**Textauszug**
▬▬▬▬▬▬
Einwohnerveredelung

Der Arnstädter Stadtrat hat so früh wie selten ziemlich einvernehmlich einen ziemlich guten Haushalt beschlossen. es wurde zwar ein bisschen gestritten, aber zivilisiert und um Sachthemen, nicht gegen Leute. Was ist da nur los? Haben die was genommen?

Im Stadtrat fiel heute öfter das Wort „Einwohnerveredelung“. Nun ist mir aus vielen leidvoll durchlittenen Haushaltsberatungen zwar geläufig, dass es sich dabei um eine profane Finanzrechnung aus dem kommunalen Finanzausgleich handelt, aber das Wort übte schon immer eine große Faszination auf mich aus. Ich stelle mir  dann immer eine Maschine vor, in die auf der einen Seite ein armer und missgelaunter Frührentner aus dem Westviertel hinein geschoben wird – und auf der anderen Seite ein fröhlicher  und sozial engagierter Mittvierziger in einen dicken Schlitten steigt und zu seinem prächtig Häuschen am Berggartenweg fährt.

Dieses Bild ging mir auch heute durch den Kopf, als ich im Stadtrat saß und aus dem Staunen nicht herauskam. Aus allen Fraktionen heraus wurde der Haushaltsentwurf des Bürgermeisters und seine gute Kommunikation mit den Stadträten gelobt. Am Ende hatte zwar Frank Kuschel noch ein paar Mal mit den Füßen gescharrt, aber es gab einen Haushalt, der ohne Gegenstimmen bei nur vier Enthaltungen angenommen worden war. Die vier gegenstimmen waren die vier anwesenden Stadträte der „Linke“. Gerhard Pein, auch von der Linken, stimmte dem Haushalt zu.  Und bei den Änderungsanträgen, die von der „Linken“ vorgelegt worden waren, stimmten die Fraktionen nicht etwa wie sonst geschlossen dafür oder dagegen, sondern jeder nach seinem Gewissen. So, wie es die Eidesformel sagt, die jedem der vier heute neu aufgenommenen Stadträte aus dem Wipfratal vorgelesen wurde.
▬▬▬▬▬▬
**Aufgabe**
Schreibe den Textauszug über den Arnstädter Stadtrat wortgetreu ab, beginnend mit den Worten „Dieses Bild ging“ und endend nach „Wipfratal vorgelesen wurde.“. Stütze dich allein auf den Textauszug.

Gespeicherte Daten
▬▬▬▬▬▬
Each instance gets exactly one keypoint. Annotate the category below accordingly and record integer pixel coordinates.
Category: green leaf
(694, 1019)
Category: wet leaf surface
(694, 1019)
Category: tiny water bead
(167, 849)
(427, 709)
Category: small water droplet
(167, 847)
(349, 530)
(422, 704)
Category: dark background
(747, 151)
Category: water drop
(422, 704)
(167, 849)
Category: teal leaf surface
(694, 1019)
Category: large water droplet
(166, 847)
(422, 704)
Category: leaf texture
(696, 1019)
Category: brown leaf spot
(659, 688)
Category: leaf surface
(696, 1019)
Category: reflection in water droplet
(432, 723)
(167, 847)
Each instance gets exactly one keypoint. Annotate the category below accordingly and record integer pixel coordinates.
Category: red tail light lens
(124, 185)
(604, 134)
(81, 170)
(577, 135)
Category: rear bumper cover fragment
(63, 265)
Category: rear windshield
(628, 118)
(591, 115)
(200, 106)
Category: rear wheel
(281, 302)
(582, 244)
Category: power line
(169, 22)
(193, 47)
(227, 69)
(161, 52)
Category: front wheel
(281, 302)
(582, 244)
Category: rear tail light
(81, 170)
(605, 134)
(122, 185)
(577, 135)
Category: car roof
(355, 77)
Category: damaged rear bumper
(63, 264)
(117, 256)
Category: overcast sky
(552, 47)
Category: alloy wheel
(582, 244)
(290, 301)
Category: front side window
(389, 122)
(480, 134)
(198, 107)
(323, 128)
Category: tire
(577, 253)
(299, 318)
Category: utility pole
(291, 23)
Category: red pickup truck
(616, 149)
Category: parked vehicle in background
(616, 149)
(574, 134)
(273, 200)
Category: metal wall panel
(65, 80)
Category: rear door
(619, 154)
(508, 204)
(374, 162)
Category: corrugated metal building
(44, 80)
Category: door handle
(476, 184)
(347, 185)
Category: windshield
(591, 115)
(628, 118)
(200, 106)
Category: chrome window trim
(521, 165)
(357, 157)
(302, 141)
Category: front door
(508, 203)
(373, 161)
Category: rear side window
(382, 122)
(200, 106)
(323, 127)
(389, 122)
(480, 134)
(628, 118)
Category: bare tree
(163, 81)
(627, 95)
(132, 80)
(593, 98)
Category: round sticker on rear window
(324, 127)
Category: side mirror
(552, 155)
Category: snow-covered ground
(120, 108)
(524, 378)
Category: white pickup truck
▬▬▬▬▬▬
**Lösung**
Dieses Bild ging mir auch heute durch den Kopf, als ich im Stadtrat saß und aus dem Staunen nicht herauskam. Aus allen Fraktionen heraus wurde der Haushaltsentwurf des Bürgermeisters und seine gute Kommunikation mit den Stadträten gelobt. Am Ende hatte zwar Frank Kuschel noch ein paar Mal mit den Füßen gescharrt, aber es gab einen Haushalt, der ohne Gegenstimmen bei nur vier Enthaltungen angenommen worden war. Die vier gegenstimmen waren die vier anwesenden Stadträte der „Linke“. Gerhard Pein, auch von der Linken, stimmte dem Haushalt zu.  Und bei den Änderungsanträgen, die von der „Linken“ vorgelegt worden waren, stimmten die Fraktionen nicht etwa wie sonst geschlossen dafür oder dagegen, sondern jeder nach seinem Gewissen. So, wie es die Eidesformel sagt, die jedem der vier heute neu aufgenommenen Stadträte aus dem Wipfratal vorgelesen wurde.